:: DIRECTION ::
In the rows from the start up to and including the line containing "[349,316,378,326]", replace every "picture" with "image". Reproduce only those lines and leave everything else unchanged.

--------------------

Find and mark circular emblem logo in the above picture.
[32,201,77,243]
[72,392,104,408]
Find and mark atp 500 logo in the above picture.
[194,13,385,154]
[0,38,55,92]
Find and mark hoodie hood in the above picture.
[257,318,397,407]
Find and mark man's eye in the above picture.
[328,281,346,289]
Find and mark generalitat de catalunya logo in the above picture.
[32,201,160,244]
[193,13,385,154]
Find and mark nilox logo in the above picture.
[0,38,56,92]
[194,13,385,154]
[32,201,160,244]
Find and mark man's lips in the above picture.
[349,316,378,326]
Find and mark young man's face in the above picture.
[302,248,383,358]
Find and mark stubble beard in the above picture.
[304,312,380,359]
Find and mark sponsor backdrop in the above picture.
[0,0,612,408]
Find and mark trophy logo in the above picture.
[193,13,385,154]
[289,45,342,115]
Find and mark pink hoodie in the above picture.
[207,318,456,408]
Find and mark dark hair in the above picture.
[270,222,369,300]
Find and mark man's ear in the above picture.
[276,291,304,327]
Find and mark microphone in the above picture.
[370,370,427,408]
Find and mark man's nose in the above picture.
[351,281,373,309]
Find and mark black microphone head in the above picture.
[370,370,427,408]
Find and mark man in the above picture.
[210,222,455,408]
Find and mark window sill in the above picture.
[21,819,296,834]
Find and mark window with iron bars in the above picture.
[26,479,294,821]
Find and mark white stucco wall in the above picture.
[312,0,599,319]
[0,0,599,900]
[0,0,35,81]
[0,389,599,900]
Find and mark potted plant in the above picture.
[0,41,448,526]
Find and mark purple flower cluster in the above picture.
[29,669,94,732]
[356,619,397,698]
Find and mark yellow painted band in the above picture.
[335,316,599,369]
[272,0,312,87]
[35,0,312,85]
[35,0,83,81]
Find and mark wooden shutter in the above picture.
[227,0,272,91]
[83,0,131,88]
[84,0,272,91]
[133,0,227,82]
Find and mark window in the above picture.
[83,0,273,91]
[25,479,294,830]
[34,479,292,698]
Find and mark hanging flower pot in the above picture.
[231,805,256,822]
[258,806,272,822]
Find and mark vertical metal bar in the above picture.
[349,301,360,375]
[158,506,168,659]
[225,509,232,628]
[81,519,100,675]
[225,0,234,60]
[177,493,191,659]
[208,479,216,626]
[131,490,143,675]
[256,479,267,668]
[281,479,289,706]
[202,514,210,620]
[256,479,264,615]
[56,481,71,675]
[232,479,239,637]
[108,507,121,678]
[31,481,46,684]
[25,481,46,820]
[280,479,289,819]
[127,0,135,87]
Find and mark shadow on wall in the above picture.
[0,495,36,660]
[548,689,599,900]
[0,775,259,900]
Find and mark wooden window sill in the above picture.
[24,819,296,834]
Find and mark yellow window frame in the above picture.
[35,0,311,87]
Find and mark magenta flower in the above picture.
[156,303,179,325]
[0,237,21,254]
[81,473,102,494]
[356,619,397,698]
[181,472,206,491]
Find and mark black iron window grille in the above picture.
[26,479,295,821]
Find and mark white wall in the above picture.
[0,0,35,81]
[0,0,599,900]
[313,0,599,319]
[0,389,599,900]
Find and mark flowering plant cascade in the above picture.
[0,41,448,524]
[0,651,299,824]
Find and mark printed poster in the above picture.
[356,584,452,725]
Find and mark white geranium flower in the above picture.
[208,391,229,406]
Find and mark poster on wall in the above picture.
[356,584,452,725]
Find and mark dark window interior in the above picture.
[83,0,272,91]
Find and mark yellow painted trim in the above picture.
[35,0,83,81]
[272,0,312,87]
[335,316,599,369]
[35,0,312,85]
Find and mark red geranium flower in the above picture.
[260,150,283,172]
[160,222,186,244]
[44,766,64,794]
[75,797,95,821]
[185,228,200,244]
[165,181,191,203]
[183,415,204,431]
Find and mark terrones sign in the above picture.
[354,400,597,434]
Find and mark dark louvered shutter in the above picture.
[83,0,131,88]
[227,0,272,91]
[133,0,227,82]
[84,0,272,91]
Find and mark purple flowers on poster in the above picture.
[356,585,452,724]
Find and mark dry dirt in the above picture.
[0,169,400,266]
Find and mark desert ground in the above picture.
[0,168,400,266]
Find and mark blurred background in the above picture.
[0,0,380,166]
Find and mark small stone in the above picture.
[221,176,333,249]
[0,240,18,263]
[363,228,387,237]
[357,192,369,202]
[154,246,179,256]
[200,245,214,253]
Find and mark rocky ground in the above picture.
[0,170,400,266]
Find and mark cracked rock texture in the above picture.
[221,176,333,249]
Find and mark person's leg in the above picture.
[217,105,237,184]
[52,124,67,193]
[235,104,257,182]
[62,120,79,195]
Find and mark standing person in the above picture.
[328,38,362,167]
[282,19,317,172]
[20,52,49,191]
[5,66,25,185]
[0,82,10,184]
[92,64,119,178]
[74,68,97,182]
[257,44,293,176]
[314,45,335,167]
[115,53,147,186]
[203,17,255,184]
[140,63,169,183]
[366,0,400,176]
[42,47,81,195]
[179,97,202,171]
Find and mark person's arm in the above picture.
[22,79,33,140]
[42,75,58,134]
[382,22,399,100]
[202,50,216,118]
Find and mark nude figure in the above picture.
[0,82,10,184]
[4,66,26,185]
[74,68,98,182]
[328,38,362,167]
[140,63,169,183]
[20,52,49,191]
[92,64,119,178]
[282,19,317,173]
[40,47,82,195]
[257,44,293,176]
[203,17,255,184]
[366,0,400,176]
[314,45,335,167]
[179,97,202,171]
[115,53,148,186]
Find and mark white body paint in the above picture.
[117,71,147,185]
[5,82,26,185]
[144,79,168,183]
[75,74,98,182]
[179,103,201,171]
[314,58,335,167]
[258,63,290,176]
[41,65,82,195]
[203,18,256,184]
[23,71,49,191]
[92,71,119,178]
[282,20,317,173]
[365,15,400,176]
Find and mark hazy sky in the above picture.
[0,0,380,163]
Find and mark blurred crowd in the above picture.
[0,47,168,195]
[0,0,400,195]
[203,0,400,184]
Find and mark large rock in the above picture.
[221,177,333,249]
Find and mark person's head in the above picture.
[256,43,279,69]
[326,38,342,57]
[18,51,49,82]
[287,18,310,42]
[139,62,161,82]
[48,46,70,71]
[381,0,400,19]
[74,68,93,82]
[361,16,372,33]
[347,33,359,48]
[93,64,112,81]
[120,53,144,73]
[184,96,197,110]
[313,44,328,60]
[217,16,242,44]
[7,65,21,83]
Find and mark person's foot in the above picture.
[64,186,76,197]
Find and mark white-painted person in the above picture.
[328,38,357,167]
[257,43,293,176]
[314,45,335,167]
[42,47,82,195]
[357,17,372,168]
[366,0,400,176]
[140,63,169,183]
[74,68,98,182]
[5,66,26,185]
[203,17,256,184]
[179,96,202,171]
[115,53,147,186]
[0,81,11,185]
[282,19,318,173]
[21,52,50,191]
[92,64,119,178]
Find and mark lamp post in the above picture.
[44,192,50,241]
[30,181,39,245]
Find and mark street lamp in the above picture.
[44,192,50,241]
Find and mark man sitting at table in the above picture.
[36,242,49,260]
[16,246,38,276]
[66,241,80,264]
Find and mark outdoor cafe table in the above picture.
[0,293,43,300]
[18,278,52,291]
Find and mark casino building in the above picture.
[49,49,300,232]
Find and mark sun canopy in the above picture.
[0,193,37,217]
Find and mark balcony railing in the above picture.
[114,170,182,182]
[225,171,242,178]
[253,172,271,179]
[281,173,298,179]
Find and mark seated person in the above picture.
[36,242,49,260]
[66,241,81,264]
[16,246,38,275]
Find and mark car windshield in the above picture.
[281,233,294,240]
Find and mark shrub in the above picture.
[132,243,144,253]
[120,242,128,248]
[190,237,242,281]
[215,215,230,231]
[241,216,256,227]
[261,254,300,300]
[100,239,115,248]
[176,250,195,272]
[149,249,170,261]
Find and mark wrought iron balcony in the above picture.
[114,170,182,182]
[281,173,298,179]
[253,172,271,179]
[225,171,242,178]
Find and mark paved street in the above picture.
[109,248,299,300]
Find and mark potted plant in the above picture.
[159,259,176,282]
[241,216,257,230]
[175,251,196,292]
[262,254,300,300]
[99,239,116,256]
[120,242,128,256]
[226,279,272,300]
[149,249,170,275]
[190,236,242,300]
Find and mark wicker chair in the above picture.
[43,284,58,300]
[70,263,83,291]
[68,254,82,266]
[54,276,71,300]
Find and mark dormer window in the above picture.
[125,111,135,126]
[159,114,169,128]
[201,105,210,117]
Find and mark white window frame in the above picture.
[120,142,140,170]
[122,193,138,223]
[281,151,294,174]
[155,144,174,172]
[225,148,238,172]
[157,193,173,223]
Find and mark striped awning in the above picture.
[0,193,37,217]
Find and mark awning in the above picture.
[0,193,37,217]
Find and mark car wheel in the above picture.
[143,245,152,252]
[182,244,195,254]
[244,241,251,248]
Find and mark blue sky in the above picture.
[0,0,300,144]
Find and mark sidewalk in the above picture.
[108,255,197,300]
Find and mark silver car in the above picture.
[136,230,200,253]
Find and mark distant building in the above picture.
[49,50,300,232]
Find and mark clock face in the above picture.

--------------------

:: CORRECT ANSWER ::
Find and mark circular emblem logo in the above image.
[32,201,77,243]
[72,392,104,408]
Find and mark atp 500 logo in the above image.
[194,13,385,154]
[0,38,55,92]
Find and mark hoodie hood in the above image.
[257,318,397,407]
Find and mark man's eye in the above image.
[328,281,346,289]
Find and mark generalitat de catalunya logo in the above image.
[32,201,160,244]
[193,13,385,154]
Find and mark nilox logo in the above image.
[0,38,56,92]
[194,13,385,154]
[32,201,160,244]
Find and mark man's lips in the above image.
[349,316,378,326]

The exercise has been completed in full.